ASSIGNMENT:
An exact printout of all the entries is required.

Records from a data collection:

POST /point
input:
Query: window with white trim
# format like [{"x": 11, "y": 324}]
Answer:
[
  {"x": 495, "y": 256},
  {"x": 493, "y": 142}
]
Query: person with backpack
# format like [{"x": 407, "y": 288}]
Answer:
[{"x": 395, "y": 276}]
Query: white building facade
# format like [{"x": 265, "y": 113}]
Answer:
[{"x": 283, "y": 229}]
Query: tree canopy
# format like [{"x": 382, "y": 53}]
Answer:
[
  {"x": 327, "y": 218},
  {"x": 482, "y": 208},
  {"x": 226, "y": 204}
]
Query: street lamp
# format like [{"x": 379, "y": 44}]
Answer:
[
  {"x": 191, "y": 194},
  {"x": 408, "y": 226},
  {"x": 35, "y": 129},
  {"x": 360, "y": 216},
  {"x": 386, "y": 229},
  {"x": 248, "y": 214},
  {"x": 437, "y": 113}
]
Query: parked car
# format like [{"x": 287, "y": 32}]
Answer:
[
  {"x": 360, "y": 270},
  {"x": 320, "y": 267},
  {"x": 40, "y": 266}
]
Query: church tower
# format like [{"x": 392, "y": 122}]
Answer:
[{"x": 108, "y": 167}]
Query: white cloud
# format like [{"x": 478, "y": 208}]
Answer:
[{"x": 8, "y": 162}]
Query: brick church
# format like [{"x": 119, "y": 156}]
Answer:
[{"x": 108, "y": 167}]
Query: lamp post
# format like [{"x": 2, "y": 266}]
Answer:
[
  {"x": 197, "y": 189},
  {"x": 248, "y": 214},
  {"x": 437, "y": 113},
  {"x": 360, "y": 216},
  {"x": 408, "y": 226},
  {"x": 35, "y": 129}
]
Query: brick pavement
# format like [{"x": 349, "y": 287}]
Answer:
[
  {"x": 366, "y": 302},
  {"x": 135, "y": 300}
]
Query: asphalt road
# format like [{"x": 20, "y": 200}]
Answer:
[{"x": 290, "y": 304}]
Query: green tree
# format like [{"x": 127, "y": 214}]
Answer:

REPLY:
POST /point
input:
Query: window with white trim
# format like [{"x": 11, "y": 324}]
Answer:
[
  {"x": 495, "y": 256},
  {"x": 493, "y": 142}
]
Query: person with backpack
# format like [{"x": 407, "y": 288}]
Answer:
[{"x": 395, "y": 276}]
Query: white building facade
# format like [{"x": 265, "y": 113}]
Answer:
[{"x": 283, "y": 229}]
Query: tree canopy
# format like [{"x": 382, "y": 53}]
Answer:
[
  {"x": 327, "y": 218},
  {"x": 482, "y": 208},
  {"x": 226, "y": 204}
]
Query: street lamp
# format like [{"x": 379, "y": 44}]
Answer:
[
  {"x": 191, "y": 194},
  {"x": 408, "y": 226},
  {"x": 35, "y": 129},
  {"x": 360, "y": 216},
  {"x": 386, "y": 229},
  {"x": 248, "y": 214},
  {"x": 437, "y": 113}
]
Query: parked car
# format like [{"x": 287, "y": 32}]
Answer:
[
  {"x": 360, "y": 270},
  {"x": 320, "y": 267},
  {"x": 40, "y": 266}
]
Query: church tower
# format like [{"x": 392, "y": 122}]
Answer:
[{"x": 108, "y": 167}]
Query: white cloud
# format like [{"x": 478, "y": 208}]
Answer:
[{"x": 8, "y": 162}]
Query: brick church
# format like [{"x": 119, "y": 156}]
Answer:
[{"x": 108, "y": 167}]
Query: lamp post
# format like [{"x": 2, "y": 266}]
Answer:
[
  {"x": 197, "y": 189},
  {"x": 248, "y": 214},
  {"x": 437, "y": 113},
  {"x": 360, "y": 216},
  {"x": 408, "y": 226},
  {"x": 35, "y": 129}
]
Query: brick pavement
# format like [{"x": 349, "y": 287}]
Answer:
[
  {"x": 366, "y": 302},
  {"x": 135, "y": 300}
]
Query: asphalt road
# format like [{"x": 20, "y": 200}]
Answer:
[{"x": 290, "y": 304}]
Query: green tree
# format like [{"x": 127, "y": 214}]
Answer:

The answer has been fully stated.